→ Assignment: Take the entries below and retype them exactly.

→ Region pointing data:

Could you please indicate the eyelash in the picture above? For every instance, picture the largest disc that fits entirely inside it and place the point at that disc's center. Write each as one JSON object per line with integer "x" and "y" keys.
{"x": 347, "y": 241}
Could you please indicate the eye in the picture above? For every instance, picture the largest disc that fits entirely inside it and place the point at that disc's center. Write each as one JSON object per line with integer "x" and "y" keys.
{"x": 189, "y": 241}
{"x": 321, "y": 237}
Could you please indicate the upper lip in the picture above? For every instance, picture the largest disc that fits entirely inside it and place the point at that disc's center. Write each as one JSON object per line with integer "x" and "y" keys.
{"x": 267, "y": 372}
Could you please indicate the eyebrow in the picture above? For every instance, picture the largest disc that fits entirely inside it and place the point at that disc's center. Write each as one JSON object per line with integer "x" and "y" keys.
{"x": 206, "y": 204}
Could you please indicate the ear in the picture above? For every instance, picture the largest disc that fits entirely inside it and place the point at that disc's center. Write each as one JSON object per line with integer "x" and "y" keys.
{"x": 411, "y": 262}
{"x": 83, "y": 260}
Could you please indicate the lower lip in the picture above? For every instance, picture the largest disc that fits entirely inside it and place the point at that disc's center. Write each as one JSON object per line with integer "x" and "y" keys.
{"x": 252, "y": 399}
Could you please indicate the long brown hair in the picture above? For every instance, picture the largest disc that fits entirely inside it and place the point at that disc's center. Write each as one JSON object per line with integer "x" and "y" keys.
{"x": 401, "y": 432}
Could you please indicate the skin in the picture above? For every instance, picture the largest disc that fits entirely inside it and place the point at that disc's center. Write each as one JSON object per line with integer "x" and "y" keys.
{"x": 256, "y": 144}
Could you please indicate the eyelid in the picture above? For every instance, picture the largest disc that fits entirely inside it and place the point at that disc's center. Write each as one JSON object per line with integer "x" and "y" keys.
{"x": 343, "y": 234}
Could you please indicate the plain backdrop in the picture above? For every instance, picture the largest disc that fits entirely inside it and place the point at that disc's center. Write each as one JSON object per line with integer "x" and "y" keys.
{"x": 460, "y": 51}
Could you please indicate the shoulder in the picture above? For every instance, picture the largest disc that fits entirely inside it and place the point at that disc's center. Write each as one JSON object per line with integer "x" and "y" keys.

→ Solution to this exercise:
Could you please indicate the eyelash in the picture above? For every instance, picture the largest disc that fits entirely inside it and place the point at that disc's center. Write each as one JSON object per line with integer "x" and "y" keys.
{"x": 347, "y": 241}
Could you please indicate the eye in the picture above? For every instance, picture the largest disc that fits entirely inside it and place the point at that disc's center. Write each as one JSON object per line with integer "x" and "y" keys.
{"x": 189, "y": 241}
{"x": 321, "y": 237}
Could you please indicate the upper lip in the picture above? For every instance, picture the largest disc that fits entirely inside it and place the point at that disc's center. Write each as one JSON object per line with integer "x" and "y" keys.
{"x": 267, "y": 372}
Could you please indicate the eyebrow in the picture above? For every instance, picture the largest disc that fits entirely inside it and place the point at that disc's center. Write each as one JSON object per line with integer "x" and "y" keys.
{"x": 206, "y": 204}
Could you please indicate the ear in the picture above? For every instance, picture the largest disc that fits entirely inside it and place the point at that disc's center. Write each as one JSON object per line with integer "x" and "y" keys.
{"x": 411, "y": 262}
{"x": 83, "y": 260}
Could you please indicate the lower lip in the picture above? For every instance, picture the largest disc that fits entirely inside it and place the point at that disc's center. Write each as one JSON object per line with integer "x" and "y" keys.
{"x": 252, "y": 399}
Could you please indicate the long brown hair in the picture above? For every instance, picture the largest disc that fits entirely inside it and place the point at that disc's center. Write each as one JSON object per line with integer "x" and "y" keys.
{"x": 401, "y": 432}
Could you please indicate the skin in the picture above? For every instance, picture the largest disc that fits entirely inside it and place the point at that disc's center. Write each as one JSON object per line with integer "x" and "y" keys.
{"x": 256, "y": 144}
Could you please indicate the eyelid in the picture above? For every instance, picture the largest disc that fits entirely inside it and place the point at that disc's center. Write each as one JSON object per line with integer "x" and "y" keys.
{"x": 343, "y": 234}
Could you please indicate the plain backdrop in the picture above? For every instance, picture the largest disc that fits entirely inside it and place the point at that disc's center. Write each as one JSON object per line with integer "x" and "y" keys.
{"x": 460, "y": 51}
Could you please indicate the shoulder in the picture above? For every instance, picture the largest disc that fits entirely inside it and place the point at that disc's center. Write each as one JSON object per line with integer "x" and "y" keys.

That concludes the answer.